━━━ Textauszug ━━━

Verteidigungsministerium: Beraterarmee außer Kontrolle
Mit Ursula von der Leyen kamen die Berater zur Bundeswehr – und verselbstständigten sich. Jetzt soll ein Ausschuss die Frage klären: Wie konnte das passieren?
Es hätte eine Randnotiz sein können, eine Vollzugsmeldung bloß. „Untersuchungsausschuss zur Berateraffäre eingesetzt“, hätte sie gelautet. Doch dann kam es vor knapp zwei Wochen zum Eklat: Union und SPD stellten sich aus formalen Gründen quer, der Untersuchungsausschuss war vorerst gestoppt, die Opposition empört. Für Verteidigungsministerin Ursula von der Leyen im Grunde wenig vorteilhaft. Denn seitdem steht die Berateraffäre bei der Bundeswehr wieder im Fokus.
Es geht um Beraterverträge in Millionenhöhe, Verdacht auf Rechtsbruch und Hinweise auf Vetternwirtschaft im Verteidigungsministerium. FDP, Grüne und Linke starten diese Woche einen neuen Anlauf. Sie wollen den Untersuchungsausschuss durchsetzen und hoffen, dass es mit den Regierungsfraktionen eine Einigung gibt. „Wenn das Theater so weiter gespielt wird, schrecken wir nicht davor zurück, vors Verfassungsgericht nach Karlsruhe zu ziehen“, droht Marie-Agnes Strack-Zimmermann, die verteidigungspolitische Sprecherin der FDP-Fraktion. Die Zeichen stehen auf Konfrontation.
Wozu ein Untersuchungsausschuss? Könnte man nicht externe Berater holen, die den Sachverhalt aufklären?
schreibt NutzerIn FabThiUks
Warum stellten sich SPD und Union quer?
Die Regierungsfraktionen monierten, dass der Untersuchungsauftrag zu weit gefasst und rechtlich angreifbar sei. Fritz Felgentreu, der SPD-Obmann im Verteidigungsausschuss, hatte kritisiert, die Opposition könne nicht Zugriff auf die mehr als 10 000 Verträge bekommen, die in den vergangenen Jahren zwischen dem Ministerium und externen Dritten geschlossen wurden. FDP, Grüne und Linke argumentierten dagegen, es müsse möglich sein, sämtlichen Spuren nachzugehen. Die Formulierung des Untersuchungsauftrags ist deshalb so entscheidend, weil er definiert, welche Zeugen geladen und welche Dokumente angefordert werden können.

━━━ Extrahiertes Material ━━━

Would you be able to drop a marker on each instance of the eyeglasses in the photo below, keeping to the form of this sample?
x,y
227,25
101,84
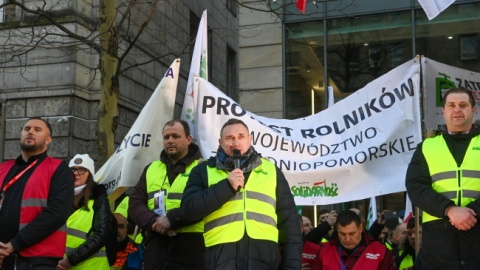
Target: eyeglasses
x,y
80,171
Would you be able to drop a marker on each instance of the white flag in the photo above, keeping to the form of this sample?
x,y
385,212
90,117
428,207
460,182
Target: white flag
x,y
433,7
143,142
372,212
408,210
198,67
331,100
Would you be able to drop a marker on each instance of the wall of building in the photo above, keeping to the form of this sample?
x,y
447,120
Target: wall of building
x,y
62,85
260,56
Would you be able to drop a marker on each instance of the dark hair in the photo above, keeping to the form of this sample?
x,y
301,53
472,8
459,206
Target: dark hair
x,y
44,121
459,90
233,121
323,211
184,123
346,217
411,223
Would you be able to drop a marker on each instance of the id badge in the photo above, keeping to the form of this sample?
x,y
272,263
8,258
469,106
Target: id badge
x,y
159,203
2,195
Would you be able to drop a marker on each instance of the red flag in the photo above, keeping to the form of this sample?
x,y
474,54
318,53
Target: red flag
x,y
301,4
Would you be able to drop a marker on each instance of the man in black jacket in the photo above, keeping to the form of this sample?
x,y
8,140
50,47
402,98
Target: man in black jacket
x,y
443,179
171,241
247,207
36,199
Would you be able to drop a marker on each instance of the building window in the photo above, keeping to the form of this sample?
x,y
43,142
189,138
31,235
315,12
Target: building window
x,y
469,47
2,15
232,81
232,6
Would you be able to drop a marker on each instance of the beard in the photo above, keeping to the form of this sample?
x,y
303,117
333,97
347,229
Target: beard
x,y
29,147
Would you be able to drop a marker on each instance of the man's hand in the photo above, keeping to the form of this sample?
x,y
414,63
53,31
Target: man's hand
x,y
63,264
462,218
161,225
236,179
5,250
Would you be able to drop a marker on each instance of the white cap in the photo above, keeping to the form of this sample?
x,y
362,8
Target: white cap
x,y
83,160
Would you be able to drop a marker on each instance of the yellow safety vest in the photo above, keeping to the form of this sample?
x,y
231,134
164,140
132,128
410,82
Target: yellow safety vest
x,y
407,262
157,180
251,210
459,184
78,225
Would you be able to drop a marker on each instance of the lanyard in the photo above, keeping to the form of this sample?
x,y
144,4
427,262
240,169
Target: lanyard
x,y
343,266
16,177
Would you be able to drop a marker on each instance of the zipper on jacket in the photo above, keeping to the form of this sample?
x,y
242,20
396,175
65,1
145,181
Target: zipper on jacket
x,y
459,190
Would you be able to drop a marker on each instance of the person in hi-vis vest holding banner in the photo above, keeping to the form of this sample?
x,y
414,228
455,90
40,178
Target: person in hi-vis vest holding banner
x,y
171,241
443,180
249,215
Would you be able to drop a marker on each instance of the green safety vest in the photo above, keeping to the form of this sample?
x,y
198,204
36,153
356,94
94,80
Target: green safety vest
x,y
157,180
78,225
459,184
251,210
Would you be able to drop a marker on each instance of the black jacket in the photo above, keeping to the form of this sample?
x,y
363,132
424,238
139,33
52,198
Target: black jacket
x,y
182,251
60,198
457,247
99,232
200,200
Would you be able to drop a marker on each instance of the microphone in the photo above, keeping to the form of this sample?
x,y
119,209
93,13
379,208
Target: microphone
x,y
236,162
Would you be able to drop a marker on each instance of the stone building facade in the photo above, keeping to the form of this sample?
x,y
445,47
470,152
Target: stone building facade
x,y
60,82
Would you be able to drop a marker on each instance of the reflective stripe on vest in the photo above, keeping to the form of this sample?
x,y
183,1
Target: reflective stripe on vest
x,y
157,180
459,184
407,261
34,201
252,210
78,226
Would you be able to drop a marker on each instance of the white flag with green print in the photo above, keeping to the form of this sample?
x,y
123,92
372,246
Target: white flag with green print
x,y
198,67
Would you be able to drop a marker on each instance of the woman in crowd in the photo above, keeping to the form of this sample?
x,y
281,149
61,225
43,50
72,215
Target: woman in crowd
x,y
88,227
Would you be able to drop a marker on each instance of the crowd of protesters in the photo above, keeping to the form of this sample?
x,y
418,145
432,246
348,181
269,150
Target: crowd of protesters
x,y
234,210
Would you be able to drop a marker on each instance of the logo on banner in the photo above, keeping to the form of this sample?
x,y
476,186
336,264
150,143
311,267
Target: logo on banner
x,y
442,85
318,189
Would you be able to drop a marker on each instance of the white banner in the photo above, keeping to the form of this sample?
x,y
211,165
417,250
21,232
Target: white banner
x,y
144,141
372,213
433,7
198,67
437,79
358,148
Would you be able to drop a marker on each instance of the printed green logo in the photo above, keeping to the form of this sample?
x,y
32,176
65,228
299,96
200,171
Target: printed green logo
x,y
319,189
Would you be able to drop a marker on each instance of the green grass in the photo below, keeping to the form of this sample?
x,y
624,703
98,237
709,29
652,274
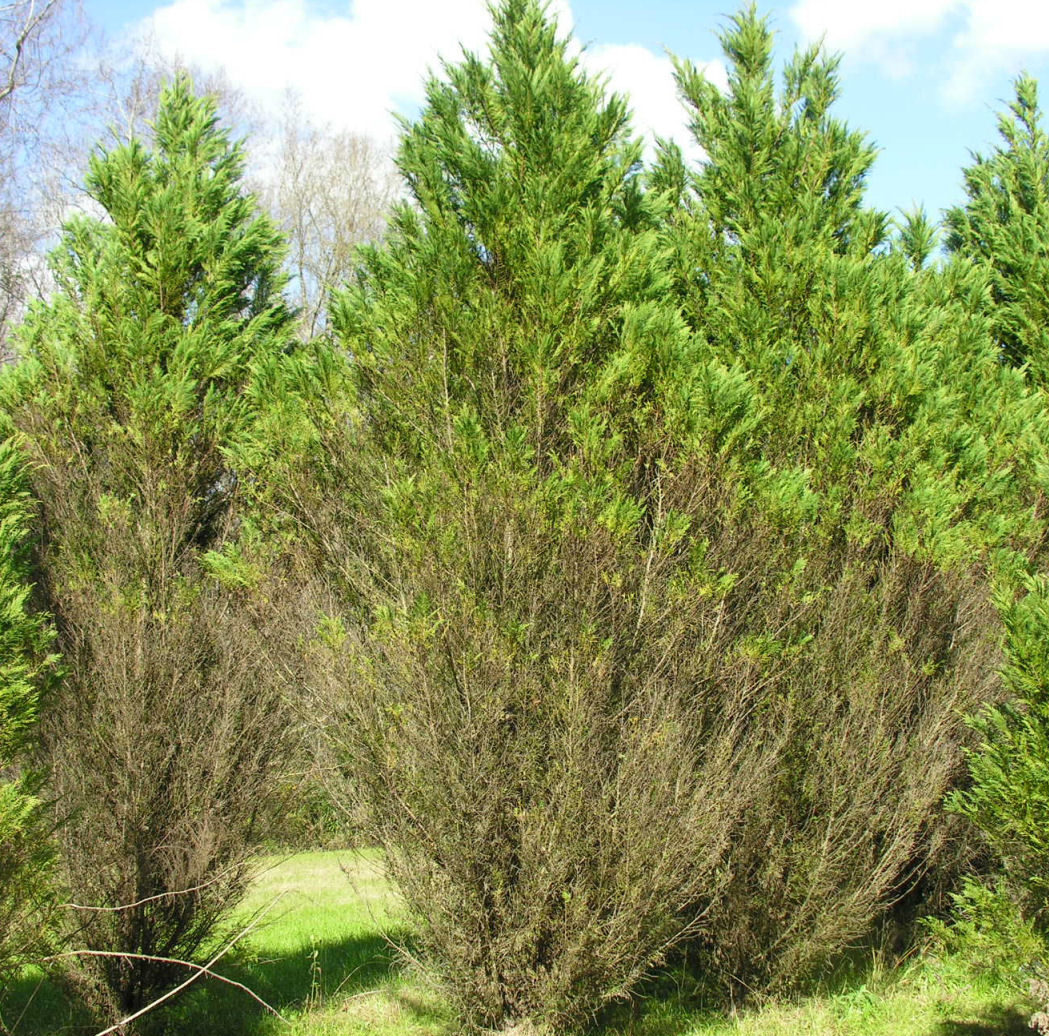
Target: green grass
x,y
323,957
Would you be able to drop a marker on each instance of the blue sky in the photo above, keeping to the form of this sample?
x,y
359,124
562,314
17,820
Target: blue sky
x,y
922,78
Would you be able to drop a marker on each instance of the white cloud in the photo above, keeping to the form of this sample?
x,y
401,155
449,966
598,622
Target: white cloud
x,y
354,62
349,67
982,37
647,80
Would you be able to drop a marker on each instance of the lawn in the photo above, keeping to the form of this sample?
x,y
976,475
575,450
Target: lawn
x,y
322,955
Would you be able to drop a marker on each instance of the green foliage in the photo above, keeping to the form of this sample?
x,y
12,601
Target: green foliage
x,y
1004,229
134,386
24,843
1008,798
869,459
516,684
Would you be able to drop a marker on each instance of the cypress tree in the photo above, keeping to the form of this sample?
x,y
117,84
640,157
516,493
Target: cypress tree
x,y
135,384
517,676
1004,229
872,460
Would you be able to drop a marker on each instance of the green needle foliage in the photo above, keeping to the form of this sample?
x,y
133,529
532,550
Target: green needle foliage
x,y
517,674
1004,228
25,855
168,731
1008,798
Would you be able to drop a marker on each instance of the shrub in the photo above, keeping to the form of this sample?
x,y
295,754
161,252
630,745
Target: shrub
x,y
168,730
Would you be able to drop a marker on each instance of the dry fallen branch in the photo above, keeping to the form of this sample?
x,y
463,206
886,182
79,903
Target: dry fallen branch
x,y
198,969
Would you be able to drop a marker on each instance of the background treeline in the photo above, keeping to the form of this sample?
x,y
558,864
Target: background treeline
x,y
647,556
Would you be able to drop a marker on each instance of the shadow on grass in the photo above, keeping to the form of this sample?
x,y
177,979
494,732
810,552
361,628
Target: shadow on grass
x,y
997,1021
36,1005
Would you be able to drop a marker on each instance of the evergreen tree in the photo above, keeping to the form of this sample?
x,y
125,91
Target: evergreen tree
x,y
518,681
25,855
1004,229
871,457
136,383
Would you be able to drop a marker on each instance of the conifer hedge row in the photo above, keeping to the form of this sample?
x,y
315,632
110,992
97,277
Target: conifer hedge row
x,y
630,548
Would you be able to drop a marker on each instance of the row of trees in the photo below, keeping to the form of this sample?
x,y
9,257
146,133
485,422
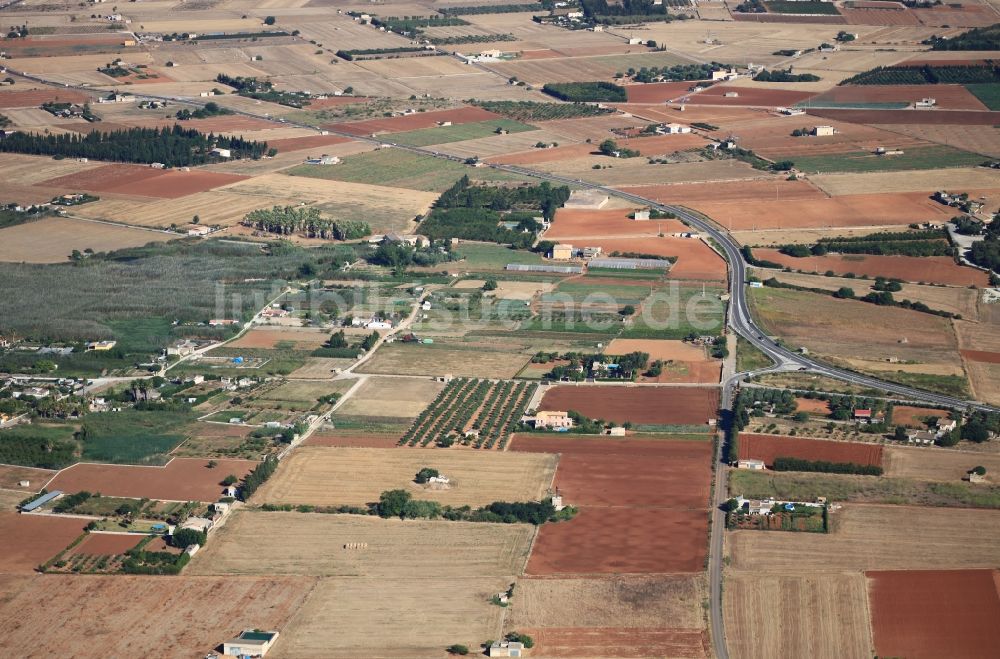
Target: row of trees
x,y
286,220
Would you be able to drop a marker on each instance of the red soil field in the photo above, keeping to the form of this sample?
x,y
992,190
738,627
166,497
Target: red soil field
x,y
642,505
932,269
27,541
183,479
334,101
602,471
144,181
107,544
695,259
731,191
812,406
920,614
415,121
573,222
923,117
640,405
11,475
983,356
657,92
907,415
36,97
841,211
361,440
769,447
288,144
619,642
949,97
749,96
622,541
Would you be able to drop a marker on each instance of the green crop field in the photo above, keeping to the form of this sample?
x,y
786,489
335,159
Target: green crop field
x,y
471,131
393,167
988,93
792,7
133,437
931,157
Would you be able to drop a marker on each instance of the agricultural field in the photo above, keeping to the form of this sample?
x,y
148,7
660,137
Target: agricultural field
x,y
636,514
313,544
478,413
876,537
182,479
330,476
770,447
155,609
657,406
53,239
828,611
391,397
926,613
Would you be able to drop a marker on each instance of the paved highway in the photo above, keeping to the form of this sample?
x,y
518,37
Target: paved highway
x,y
740,320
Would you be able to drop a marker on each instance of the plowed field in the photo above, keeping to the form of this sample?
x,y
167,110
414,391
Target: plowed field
x,y
642,405
935,613
769,447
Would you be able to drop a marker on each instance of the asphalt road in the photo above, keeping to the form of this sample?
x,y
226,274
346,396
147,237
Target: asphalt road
x,y
740,320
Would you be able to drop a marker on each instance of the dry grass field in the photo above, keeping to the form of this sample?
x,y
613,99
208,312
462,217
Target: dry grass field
x,y
52,239
139,616
868,537
396,397
823,616
365,608
475,360
348,476
945,298
313,544
930,464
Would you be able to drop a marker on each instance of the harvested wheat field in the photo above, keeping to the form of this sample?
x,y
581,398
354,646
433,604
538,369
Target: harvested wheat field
x,y
296,338
940,465
348,476
461,360
842,211
313,544
640,405
822,616
365,608
53,239
578,223
27,541
12,475
122,616
833,326
874,537
769,447
182,479
621,616
935,613
395,397
930,269
736,192
948,97
106,544
416,121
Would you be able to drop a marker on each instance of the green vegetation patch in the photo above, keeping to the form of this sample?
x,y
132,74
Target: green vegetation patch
x,y
133,436
930,157
401,169
459,133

━━━

Arbeitsanweisungen -
1. Geben Sie aus dem Text zur Berateraffäre den Abschnitt zwischen „schreibt NutzerIn FabThiUks“ und „angefordert werden können.“ einschließlich wortgetreu wieder.
2. Nennen Sie sämtliche Parteien, die im Text zur Berateraffäre erwähnt werden.

Musterlösungen -
1.
schreibt NutzerIn FabThiUks
Warum stellten sich SPD und Union quer?
Die Regierungsfraktionen monierten, dass der Untersuchungsauftrag zu weit gefasst und rechtlich angreifbar sei. Fritz Felgentreu, der SPD-Obmann im Verteidigungsausschuss, hatte kritisiert, die Opposition könne nicht Zugriff auf die mehr als 10 000 Verträge bekommen, die in den vergangenen Jahren zwischen dem Ministerium und externen Dritten geschlossen wurden. FDP, Grüne und Linke argumentierten dagegen, es müsse möglich sein, sämtlichen Spuren nachzugehen. Die Formulierung des Untersuchungsauftrags ist deshalb so entscheidend, weil er definiert, welche Zeugen geladen und welche Dokumente angefordert werden können.

2. Union, SPD, FDP, Grüne, Linke